### Listed entries
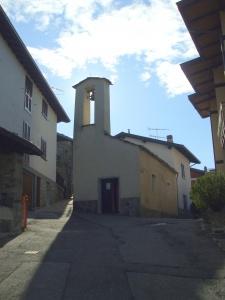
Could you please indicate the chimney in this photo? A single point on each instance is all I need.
(169, 138)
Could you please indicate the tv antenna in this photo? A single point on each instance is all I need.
(60, 91)
(157, 131)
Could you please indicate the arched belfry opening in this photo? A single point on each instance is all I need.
(89, 107)
(92, 105)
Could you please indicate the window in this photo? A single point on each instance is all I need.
(26, 131)
(182, 171)
(185, 204)
(44, 148)
(153, 182)
(44, 108)
(28, 94)
(89, 107)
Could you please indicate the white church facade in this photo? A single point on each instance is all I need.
(111, 175)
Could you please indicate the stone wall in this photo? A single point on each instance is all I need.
(130, 206)
(64, 165)
(89, 206)
(11, 178)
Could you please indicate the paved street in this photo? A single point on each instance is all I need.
(64, 256)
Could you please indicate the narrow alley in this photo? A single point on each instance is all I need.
(66, 256)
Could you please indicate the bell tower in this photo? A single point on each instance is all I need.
(92, 105)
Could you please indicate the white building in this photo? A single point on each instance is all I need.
(29, 108)
(112, 175)
(176, 155)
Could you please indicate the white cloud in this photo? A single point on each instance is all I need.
(145, 76)
(99, 31)
(172, 77)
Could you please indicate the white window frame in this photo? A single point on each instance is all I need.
(44, 148)
(182, 170)
(44, 109)
(26, 131)
(28, 95)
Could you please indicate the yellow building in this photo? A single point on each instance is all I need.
(205, 21)
(111, 175)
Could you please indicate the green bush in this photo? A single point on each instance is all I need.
(209, 191)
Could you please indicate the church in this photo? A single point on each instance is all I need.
(112, 175)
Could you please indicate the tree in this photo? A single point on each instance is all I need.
(209, 191)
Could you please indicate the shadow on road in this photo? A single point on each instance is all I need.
(112, 257)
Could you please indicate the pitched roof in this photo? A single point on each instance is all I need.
(181, 148)
(202, 19)
(62, 137)
(10, 142)
(16, 44)
(88, 78)
(149, 152)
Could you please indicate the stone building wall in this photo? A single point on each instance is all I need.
(11, 177)
(64, 165)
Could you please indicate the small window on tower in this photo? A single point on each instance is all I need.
(92, 106)
(89, 108)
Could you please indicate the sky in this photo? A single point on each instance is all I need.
(137, 44)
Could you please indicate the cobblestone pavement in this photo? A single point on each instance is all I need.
(65, 256)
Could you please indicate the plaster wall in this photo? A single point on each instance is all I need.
(12, 112)
(219, 152)
(98, 156)
(174, 158)
(158, 187)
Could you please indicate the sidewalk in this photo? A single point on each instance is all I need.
(60, 209)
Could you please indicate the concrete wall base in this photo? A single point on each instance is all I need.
(130, 206)
(89, 206)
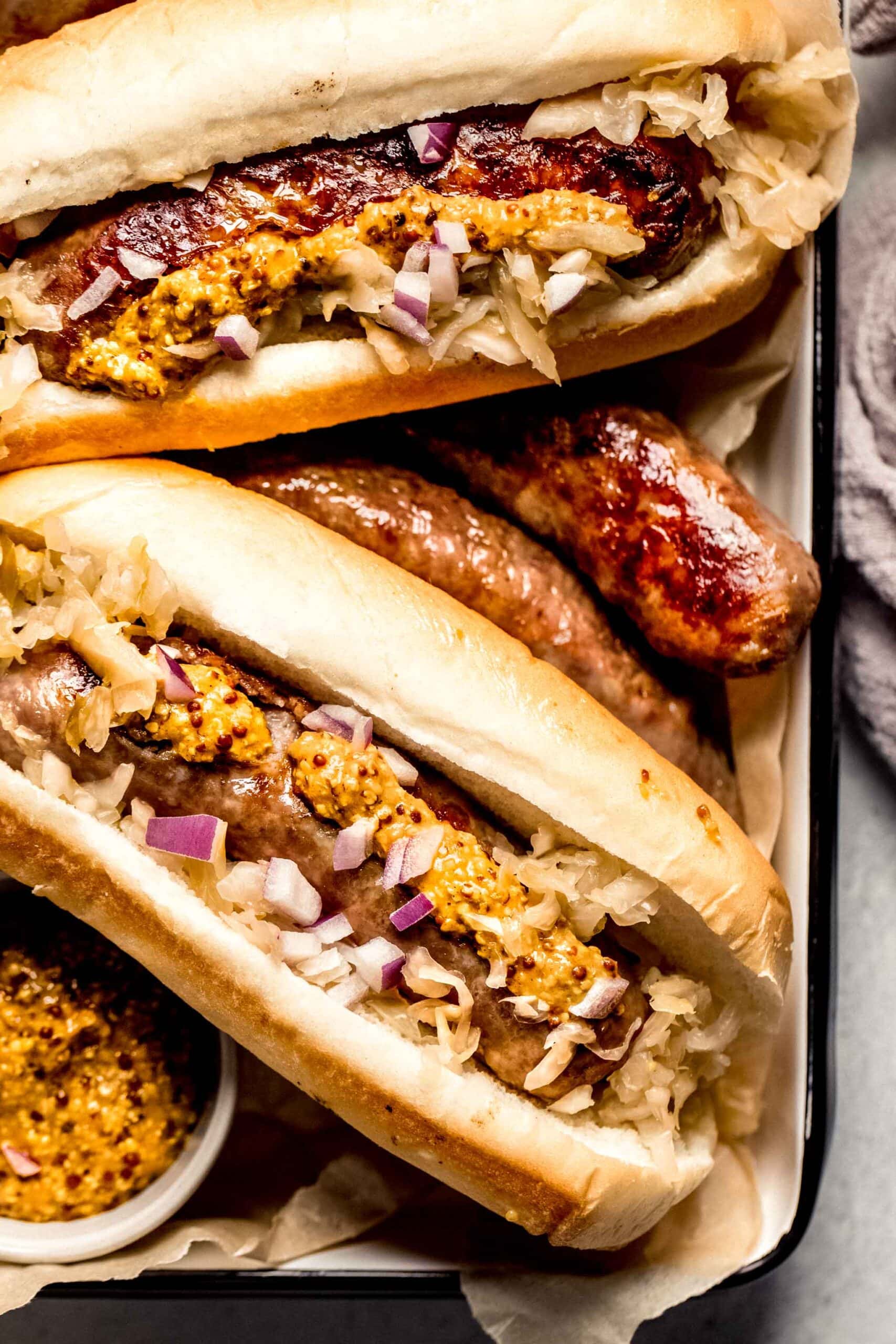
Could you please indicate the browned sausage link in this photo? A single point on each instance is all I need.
(265, 819)
(300, 193)
(662, 529)
(493, 568)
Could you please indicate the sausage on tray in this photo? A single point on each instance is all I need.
(662, 529)
(268, 819)
(261, 232)
(505, 575)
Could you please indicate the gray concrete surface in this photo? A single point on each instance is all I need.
(839, 1285)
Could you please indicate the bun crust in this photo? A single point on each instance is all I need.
(315, 383)
(300, 603)
(519, 1160)
(282, 71)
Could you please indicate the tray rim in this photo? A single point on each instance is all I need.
(823, 913)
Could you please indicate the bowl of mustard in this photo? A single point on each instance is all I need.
(114, 1097)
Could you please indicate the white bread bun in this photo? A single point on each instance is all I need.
(308, 606)
(315, 383)
(164, 88)
(284, 73)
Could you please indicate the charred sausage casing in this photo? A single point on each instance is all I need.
(661, 527)
(267, 819)
(505, 575)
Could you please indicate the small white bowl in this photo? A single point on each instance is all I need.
(85, 1238)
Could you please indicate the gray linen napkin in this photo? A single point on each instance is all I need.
(872, 26)
(868, 457)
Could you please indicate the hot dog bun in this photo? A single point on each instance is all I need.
(308, 606)
(285, 73)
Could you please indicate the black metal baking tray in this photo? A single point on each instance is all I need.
(823, 781)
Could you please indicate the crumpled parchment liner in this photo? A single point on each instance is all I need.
(342, 1187)
(293, 1179)
(281, 1141)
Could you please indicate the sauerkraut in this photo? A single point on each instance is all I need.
(58, 594)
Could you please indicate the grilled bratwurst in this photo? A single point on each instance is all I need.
(662, 529)
(267, 817)
(260, 232)
(499, 572)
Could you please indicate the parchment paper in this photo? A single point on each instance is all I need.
(293, 1179)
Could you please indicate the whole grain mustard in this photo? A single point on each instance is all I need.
(344, 785)
(101, 1072)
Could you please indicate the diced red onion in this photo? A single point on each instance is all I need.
(139, 265)
(354, 844)
(296, 948)
(23, 1164)
(176, 686)
(343, 722)
(444, 275)
(405, 324)
(332, 929)
(601, 999)
(412, 857)
(381, 963)
(351, 991)
(291, 894)
(198, 836)
(421, 851)
(94, 295)
(418, 908)
(416, 256)
(433, 140)
(406, 773)
(452, 236)
(236, 337)
(195, 350)
(562, 291)
(413, 293)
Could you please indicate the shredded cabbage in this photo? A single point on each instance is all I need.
(770, 158)
(19, 370)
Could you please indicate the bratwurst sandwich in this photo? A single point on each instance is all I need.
(352, 210)
(300, 785)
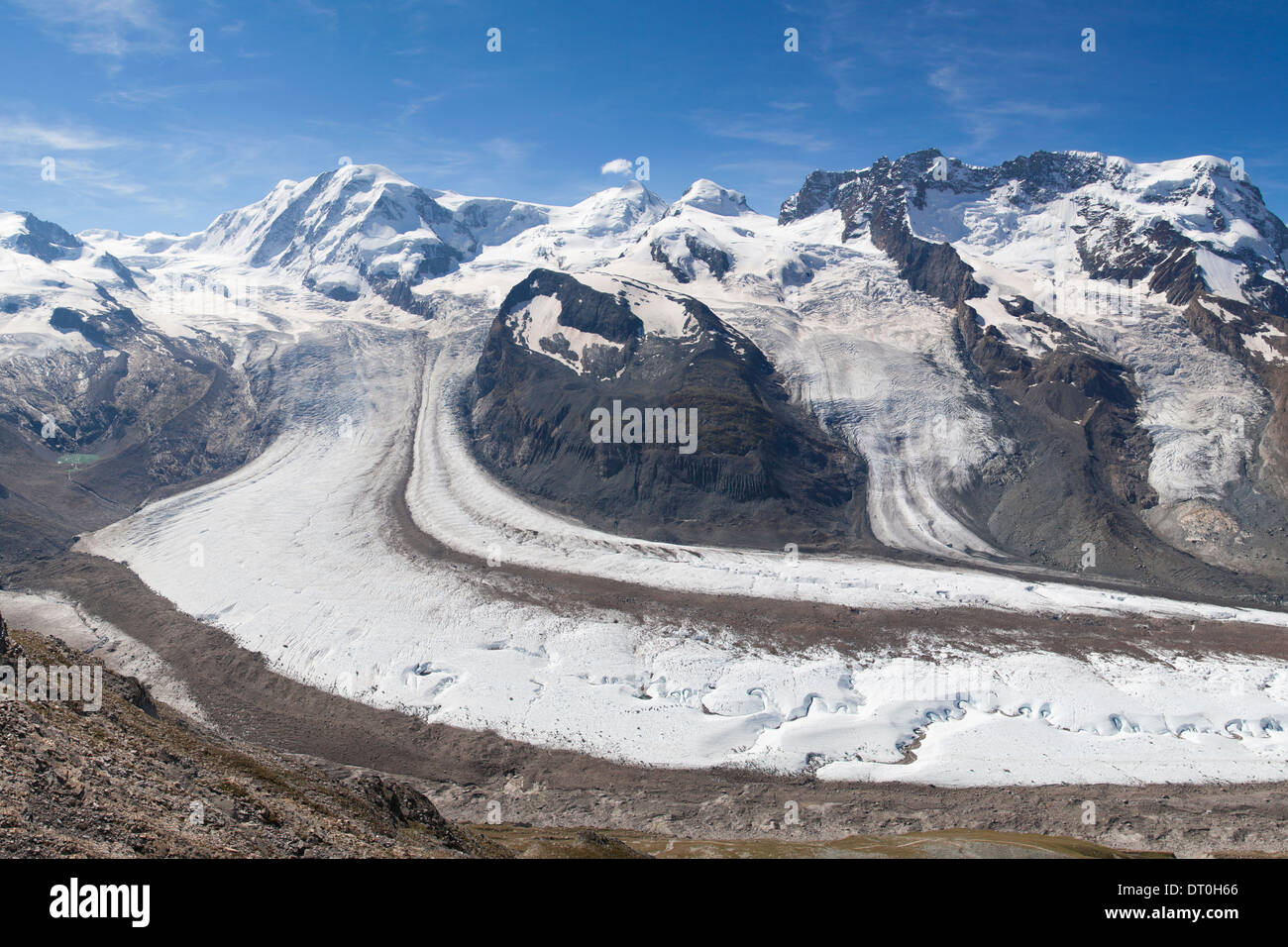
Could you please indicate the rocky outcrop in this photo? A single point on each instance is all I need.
(1081, 474)
(760, 471)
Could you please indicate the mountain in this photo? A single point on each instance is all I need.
(1125, 318)
(717, 451)
(1065, 361)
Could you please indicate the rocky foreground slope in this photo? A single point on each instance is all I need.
(138, 779)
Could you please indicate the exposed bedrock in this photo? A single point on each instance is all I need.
(759, 472)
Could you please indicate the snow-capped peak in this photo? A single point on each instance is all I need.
(708, 196)
(614, 210)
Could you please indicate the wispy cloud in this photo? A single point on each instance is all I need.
(56, 138)
(104, 27)
(767, 131)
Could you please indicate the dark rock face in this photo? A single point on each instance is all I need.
(145, 415)
(760, 471)
(1083, 457)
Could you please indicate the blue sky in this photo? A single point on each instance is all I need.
(147, 134)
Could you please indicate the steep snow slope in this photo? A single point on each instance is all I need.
(1201, 407)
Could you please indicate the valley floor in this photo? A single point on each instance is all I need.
(472, 776)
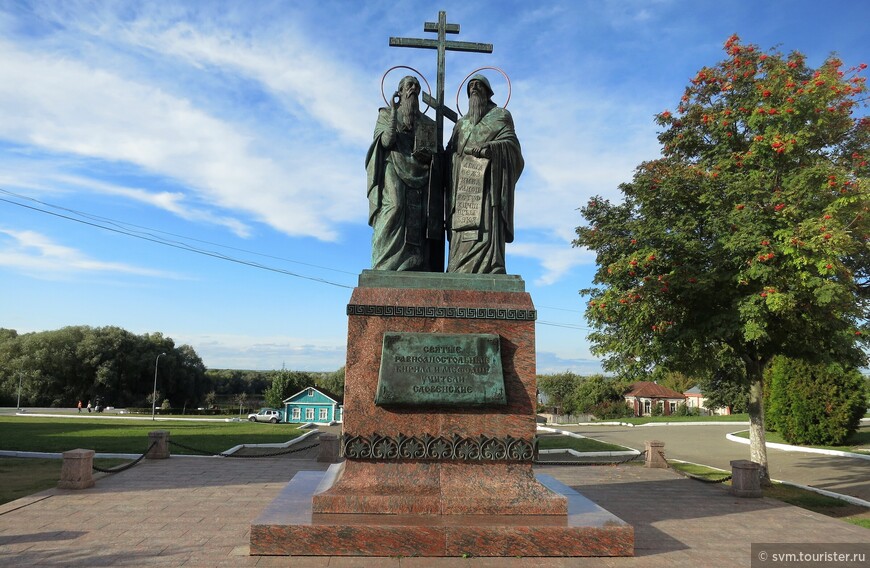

### Short task
Rescale the stretch of the listing from the line containing "Could you please indicate the charred" through the line containing "(1065, 361)", writing out every line again with the requests included and each point coordinate multiplied by 2.15 and rounded to a whole number, halves up. Give only these lines, and leave the pictures out.

### The answer
Could you please indicate the charred sausage casing in this photo? A single point on each instance is all I need.
(1421, 1133)
(574, 1761)
(1086, 1236)
Could you please indicate the small white bowl in this photo? A single point on each instance is all I need.
(183, 2662)
Could you please indicate the gray linen napkin in this photo? A single point on each instance is all I need.
(1875, 56)
(1866, 983)
Could you please indicate the hot dog bun in this photo? A single point on each instance is all I need.
(662, 1303)
(613, 157)
Could you please indicate the black metal baking tray in this photo? A single point on each instance is all I need.
(1769, 1679)
Could you please indicate the crumpled parchment liner in this photo? A single point on each instance is all I need.
(735, 2552)
(630, 2535)
(604, 2453)
Could you please indicate the sauerkraut in this photo? A single point on each instance is all I need.
(125, 1277)
Could you please indicate the grilled bratwurst in this photo? A single point on each instance is all I need.
(1423, 1137)
(574, 1757)
(559, 499)
(1073, 1230)
Could you please indicate the parchment paper in this photo? A single point on each instance is all I need.
(630, 2535)
Could you please indicate the whole grain mustard in this photo? A single point on each instance is all I need.
(740, 1688)
(217, 2305)
Could you please indicate the diced red onion in this photo? A single point on each instance is all I need.
(299, 570)
(761, 1815)
(636, 2038)
(49, 2503)
(378, 1475)
(737, 1552)
(955, 591)
(871, 697)
(714, 1997)
(1292, 2148)
(886, 1843)
(819, 2070)
(755, 2131)
(626, 1922)
(426, 1797)
(905, 1830)
(202, 634)
(899, 1952)
(894, 550)
(931, 301)
(873, 1662)
(972, 507)
(507, 725)
(419, 753)
(1208, 626)
(888, 630)
Could you please indicate the shredded cabbage in this photo? A single point on each instance is all I need.
(1656, 340)
(41, 796)
Could you please indicate the bratwurst sandwich in this photo? A single point on each instance is all I need.
(757, 452)
(645, 1688)
Could you please indicate the rocky outcrop in this photo? A single point on each instance is all I need.
(2324, 1019)
(1634, 1013)
Could you please indicate the mountain in this photo? A single point on each instance is all I need.
(2419, 684)
(1542, 970)
(2290, 776)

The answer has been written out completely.